=== Selected extract ===

Using Containers to Run Jobs

Now that you know how to get containers, let's learn how to use them to run your computational tasks on TAAURUS.

Basic Container Usage

To run commands inside a container, you use singularity exec with either srun or sbatch.

Running a Simple Command

Let's start with a basic example using a Python container:

srun --mem=24G --cpus-per-task=6 --gres=gpu:1 --time=01:00:00 singularity exec --nv /media/project/work/pytorch_25.05.sif python3 -c "print('Hello from TAAURUS!')"

Command breakdown:

srun: Run on a compute node with specified resources
singularity exec: Execute a command inside a container
--nv: Enable NVIDIA GPU drivers (required for GPU jobs)
/media/project/work/pytorch_25.05.sif: Path to the container (replace project with your projects name)

=== Entries ===

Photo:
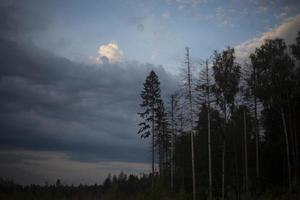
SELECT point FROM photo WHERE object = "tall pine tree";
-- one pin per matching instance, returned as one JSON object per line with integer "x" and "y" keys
{"x": 151, "y": 98}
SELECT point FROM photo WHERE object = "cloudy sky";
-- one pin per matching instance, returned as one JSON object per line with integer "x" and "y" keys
{"x": 71, "y": 73}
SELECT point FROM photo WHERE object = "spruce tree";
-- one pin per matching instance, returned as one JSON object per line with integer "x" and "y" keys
{"x": 151, "y": 97}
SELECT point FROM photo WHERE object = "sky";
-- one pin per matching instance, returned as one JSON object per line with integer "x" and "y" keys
{"x": 71, "y": 73}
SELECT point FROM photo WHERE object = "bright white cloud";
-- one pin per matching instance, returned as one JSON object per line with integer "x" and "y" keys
{"x": 108, "y": 53}
{"x": 287, "y": 30}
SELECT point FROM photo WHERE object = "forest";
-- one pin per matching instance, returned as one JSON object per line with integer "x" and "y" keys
{"x": 229, "y": 132}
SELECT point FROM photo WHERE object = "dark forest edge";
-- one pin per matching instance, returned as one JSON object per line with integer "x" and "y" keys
{"x": 124, "y": 187}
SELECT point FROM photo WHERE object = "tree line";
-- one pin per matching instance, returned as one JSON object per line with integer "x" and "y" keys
{"x": 231, "y": 131}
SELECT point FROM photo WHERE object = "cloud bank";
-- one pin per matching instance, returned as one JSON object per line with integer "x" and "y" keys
{"x": 109, "y": 53}
{"x": 86, "y": 112}
{"x": 287, "y": 30}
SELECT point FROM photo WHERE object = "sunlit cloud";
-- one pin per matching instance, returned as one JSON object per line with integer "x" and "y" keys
{"x": 287, "y": 30}
{"x": 108, "y": 53}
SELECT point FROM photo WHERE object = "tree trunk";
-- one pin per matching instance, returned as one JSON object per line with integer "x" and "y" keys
{"x": 223, "y": 153}
{"x": 256, "y": 135}
{"x": 246, "y": 152}
{"x": 152, "y": 147}
{"x": 287, "y": 148}
{"x": 191, "y": 122}
{"x": 209, "y": 136}
{"x": 172, "y": 143}
{"x": 223, "y": 168}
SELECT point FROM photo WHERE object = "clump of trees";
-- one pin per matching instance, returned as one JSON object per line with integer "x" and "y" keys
{"x": 235, "y": 133}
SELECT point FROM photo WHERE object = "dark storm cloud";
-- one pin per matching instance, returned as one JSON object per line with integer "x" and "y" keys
{"x": 89, "y": 111}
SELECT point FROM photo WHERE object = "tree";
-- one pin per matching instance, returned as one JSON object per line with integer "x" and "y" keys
{"x": 163, "y": 138}
{"x": 151, "y": 97}
{"x": 227, "y": 75}
{"x": 274, "y": 68}
{"x": 203, "y": 88}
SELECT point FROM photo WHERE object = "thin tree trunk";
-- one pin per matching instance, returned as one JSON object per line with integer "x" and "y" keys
{"x": 223, "y": 153}
{"x": 172, "y": 142}
{"x": 209, "y": 135}
{"x": 245, "y": 151}
{"x": 223, "y": 169}
{"x": 296, "y": 150}
{"x": 287, "y": 148}
{"x": 152, "y": 147}
{"x": 191, "y": 123}
{"x": 256, "y": 134}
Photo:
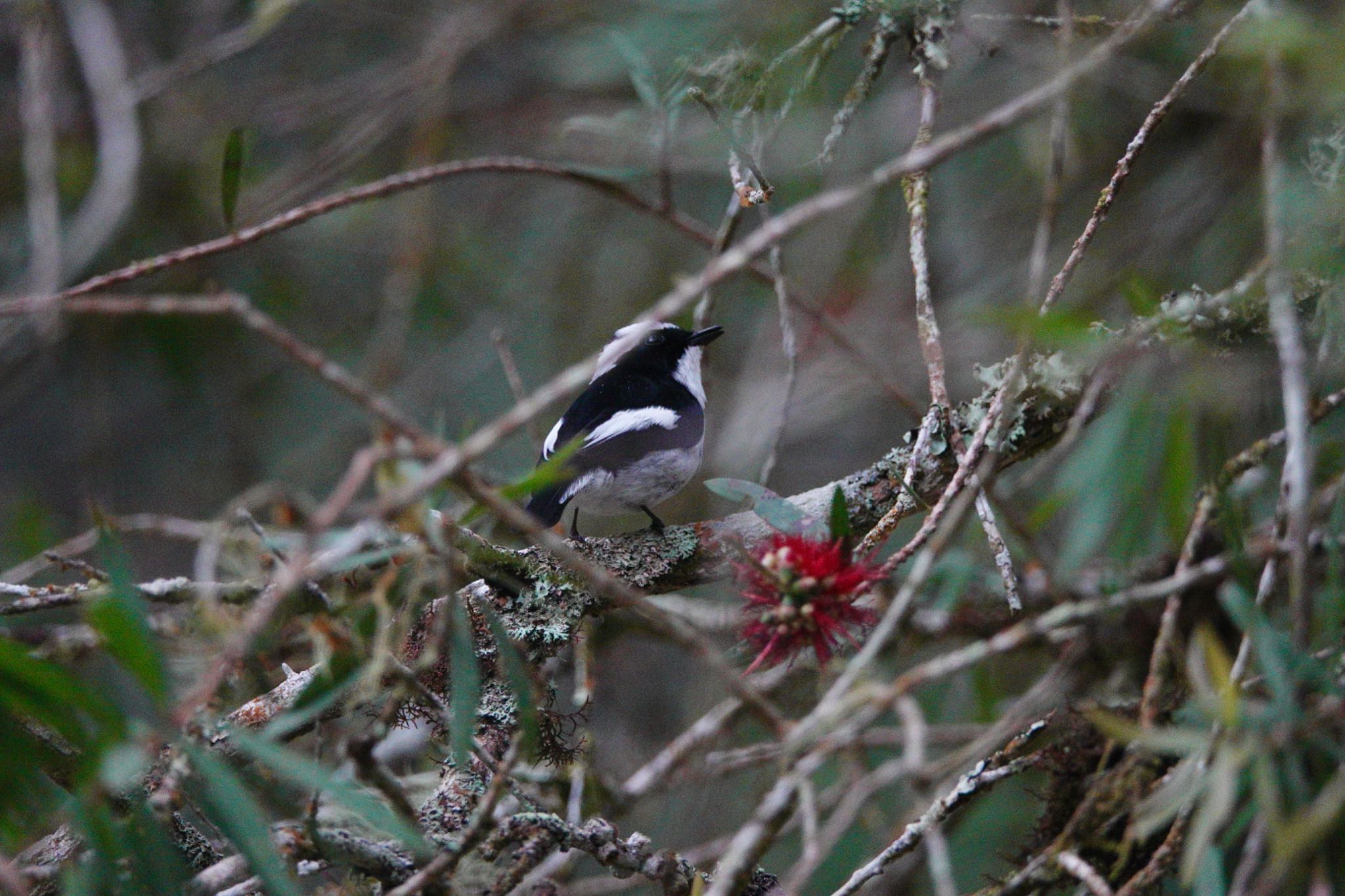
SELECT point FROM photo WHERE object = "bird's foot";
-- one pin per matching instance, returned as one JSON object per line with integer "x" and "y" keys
{"x": 655, "y": 524}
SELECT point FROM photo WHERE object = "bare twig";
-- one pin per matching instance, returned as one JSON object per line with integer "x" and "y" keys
{"x": 1289, "y": 345}
{"x": 516, "y": 379}
{"x": 917, "y": 206}
{"x": 93, "y": 33}
{"x": 37, "y": 88}
{"x": 981, "y": 778}
{"x": 790, "y": 344}
{"x": 880, "y": 43}
{"x": 1086, "y": 874}
{"x": 169, "y": 527}
{"x": 1137, "y": 144}
{"x": 1055, "y": 161}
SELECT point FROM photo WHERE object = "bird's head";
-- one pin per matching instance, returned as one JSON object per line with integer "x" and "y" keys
{"x": 653, "y": 347}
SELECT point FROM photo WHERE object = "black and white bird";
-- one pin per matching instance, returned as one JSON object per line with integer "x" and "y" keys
{"x": 640, "y": 425}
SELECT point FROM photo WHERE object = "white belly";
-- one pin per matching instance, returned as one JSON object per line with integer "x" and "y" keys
{"x": 643, "y": 484}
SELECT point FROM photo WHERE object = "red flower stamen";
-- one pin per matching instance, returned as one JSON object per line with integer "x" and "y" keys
{"x": 801, "y": 593}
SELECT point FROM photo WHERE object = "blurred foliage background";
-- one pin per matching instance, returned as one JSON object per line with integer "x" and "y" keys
{"x": 182, "y": 416}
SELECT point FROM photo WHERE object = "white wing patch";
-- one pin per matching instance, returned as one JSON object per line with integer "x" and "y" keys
{"x": 630, "y": 422}
{"x": 625, "y": 340}
{"x": 689, "y": 372}
{"x": 549, "y": 445}
{"x": 583, "y": 482}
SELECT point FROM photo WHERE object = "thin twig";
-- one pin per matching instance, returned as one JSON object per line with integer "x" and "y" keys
{"x": 37, "y": 91}
{"x": 880, "y": 43}
{"x": 1133, "y": 148}
{"x": 1055, "y": 161}
{"x": 1289, "y": 345}
{"x": 1086, "y": 874}
{"x": 931, "y": 345}
{"x": 516, "y": 381}
{"x": 790, "y": 344}
{"x": 979, "y": 779}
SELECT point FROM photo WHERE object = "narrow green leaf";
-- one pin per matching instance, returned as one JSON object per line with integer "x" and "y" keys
{"x": 642, "y": 73}
{"x": 49, "y": 694}
{"x": 326, "y": 689}
{"x": 839, "y": 517}
{"x": 155, "y": 861}
{"x": 550, "y": 472}
{"x": 1214, "y": 811}
{"x": 231, "y": 175}
{"x": 225, "y": 800}
{"x": 739, "y": 489}
{"x": 782, "y": 515}
{"x": 309, "y": 775}
{"x": 466, "y": 684}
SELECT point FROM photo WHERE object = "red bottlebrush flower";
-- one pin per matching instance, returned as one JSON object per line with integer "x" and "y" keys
{"x": 801, "y": 594}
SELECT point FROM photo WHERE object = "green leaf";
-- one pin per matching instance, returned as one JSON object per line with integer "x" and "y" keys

===

◆ **Set problem**
Transcribe the part of the text on running jobs in containers between "Running a Simple" and "for GPU jobs)", inclusive. The records were taken from a separate source.

◆ **The result**
Running a Simple Command

Let's start with a basic example using a Python container:

srun --mem=24G --cpus-per-task=6 --gres=gpu:1 --time=01:00:00 singularity exec --nv /media/project/work/pytorch_25.05.sif python3 -c "print('Hello from TAAURUS!')"

Command breakdown:

srun: Run on a compute node with specified resources
singularity exec: Execute a command inside a container
--nv: Enable NVIDIA GPU drivers (required for GPU jobs)